-- Opening Marker --

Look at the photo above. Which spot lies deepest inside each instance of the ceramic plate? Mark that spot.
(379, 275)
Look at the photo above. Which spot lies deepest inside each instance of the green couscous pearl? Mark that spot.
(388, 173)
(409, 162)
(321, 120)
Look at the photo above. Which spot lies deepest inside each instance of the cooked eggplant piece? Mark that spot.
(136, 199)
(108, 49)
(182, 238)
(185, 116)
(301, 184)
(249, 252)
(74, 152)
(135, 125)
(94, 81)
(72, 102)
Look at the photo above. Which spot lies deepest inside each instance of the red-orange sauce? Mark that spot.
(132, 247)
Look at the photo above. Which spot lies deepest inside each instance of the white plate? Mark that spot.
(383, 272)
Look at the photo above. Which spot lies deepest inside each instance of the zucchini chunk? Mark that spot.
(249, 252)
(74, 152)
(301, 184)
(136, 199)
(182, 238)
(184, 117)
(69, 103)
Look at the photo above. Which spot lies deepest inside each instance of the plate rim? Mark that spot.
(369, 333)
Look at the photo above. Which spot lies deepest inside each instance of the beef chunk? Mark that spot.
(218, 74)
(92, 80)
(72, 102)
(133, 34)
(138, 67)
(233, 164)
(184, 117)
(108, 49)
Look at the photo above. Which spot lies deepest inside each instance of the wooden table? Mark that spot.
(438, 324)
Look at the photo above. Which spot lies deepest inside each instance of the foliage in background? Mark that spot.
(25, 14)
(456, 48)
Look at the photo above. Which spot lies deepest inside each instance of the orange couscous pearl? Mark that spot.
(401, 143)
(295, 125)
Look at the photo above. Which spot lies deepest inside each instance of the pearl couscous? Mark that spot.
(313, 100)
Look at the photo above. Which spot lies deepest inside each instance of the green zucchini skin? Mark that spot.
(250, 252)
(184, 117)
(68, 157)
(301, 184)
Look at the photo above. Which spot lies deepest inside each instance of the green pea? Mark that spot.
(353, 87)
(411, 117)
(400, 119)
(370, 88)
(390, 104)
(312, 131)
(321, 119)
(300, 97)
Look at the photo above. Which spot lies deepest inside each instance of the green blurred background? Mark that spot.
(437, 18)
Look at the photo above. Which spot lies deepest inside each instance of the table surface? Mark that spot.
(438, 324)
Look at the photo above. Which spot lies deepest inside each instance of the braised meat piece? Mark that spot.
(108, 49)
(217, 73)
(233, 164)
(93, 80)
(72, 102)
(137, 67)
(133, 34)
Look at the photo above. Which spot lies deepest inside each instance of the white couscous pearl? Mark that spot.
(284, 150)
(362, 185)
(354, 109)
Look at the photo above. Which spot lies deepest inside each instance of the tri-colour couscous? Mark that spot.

-- Closing Marker --

Task objective
Give all the records above again, wording unchanged.

Answer space
Look at the photo above. Which spot lies deepest inside each instance of the ceramic plate? Mark that spot.
(379, 275)
Look at the photo above. Which spot lies deepest inside each instance of the green couscous pearl? Mark that spot.
(388, 173)
(409, 162)
(321, 120)
Look at the photo above. Which spot lies deepest inside each instance of the cooked eggplant piece? Mark that spot.
(136, 199)
(108, 49)
(182, 238)
(185, 116)
(301, 184)
(249, 252)
(74, 152)
(135, 125)
(94, 81)
(72, 102)
Look at the photo above. Which spot lies deepest inside each instance of the red-orange sauce? Mark that spot.
(132, 247)
Look at the photo above. Which spot lies deepest inside each instance of the white plate? Mark that spot.
(383, 272)
Look at the photo above. Which spot lies deepest inside each instance of the zucchini chunk? Mark that spot.
(249, 252)
(74, 152)
(301, 184)
(136, 199)
(182, 238)
(184, 117)
(69, 103)
Look at the photo above. Which spot lies deepest inside each instance of the plate rim? Mark that spot.
(369, 333)
Look at the photo above. Which spot lies deepest inside each instance of the beef chunk? Mark that spot.
(218, 74)
(92, 80)
(72, 102)
(133, 34)
(138, 67)
(233, 164)
(184, 117)
(108, 49)
Look at the photo above. Which spot lies deepest inside each instance of the wooden table? Mark that spot.
(438, 324)
Look at the photo above. Which spot lies deepest inside each instance of the foliage in background? Mark that spot.
(25, 14)
(456, 48)
Look at the photo above. Which spot lies deepest inside each instance of the orange couscous pearl? Mark that spot.
(401, 143)
(295, 125)
Look at the photo above. Which spot lies deepest inside each instance of the pearl couscous? Mark that spot.
(313, 100)
Look at the photo above. Which spot lies deepest inside each instance of the green zucchini skin? Mark that spot.
(250, 252)
(184, 117)
(68, 157)
(301, 184)
Look at the photo above. Which spot lies deepest inside each instance of the green pea? Mark that spot.
(353, 87)
(411, 117)
(400, 119)
(370, 88)
(390, 104)
(312, 131)
(321, 119)
(300, 97)
Look at the photo above. Which spot lies deepest inside each instance of the green blurred background? Mark that spot.
(437, 18)
Look at the photo above. Which spot lies deepest inside each instance of the table surface? Mark that spot.
(438, 324)
Look at the photo above. Which spot lies deepest inside each instance of the braised meat piece? Mark that spot.
(108, 49)
(217, 73)
(233, 164)
(93, 80)
(72, 102)
(137, 67)
(133, 34)
Look at the photo above. Which spot lies deepest inside each instance of the white couscous pearl? Mark that spot.
(284, 150)
(362, 185)
(354, 109)
Look at the photo above. Which spot lies deepest inside each instance of the tri-colour couscous? Mark that spot.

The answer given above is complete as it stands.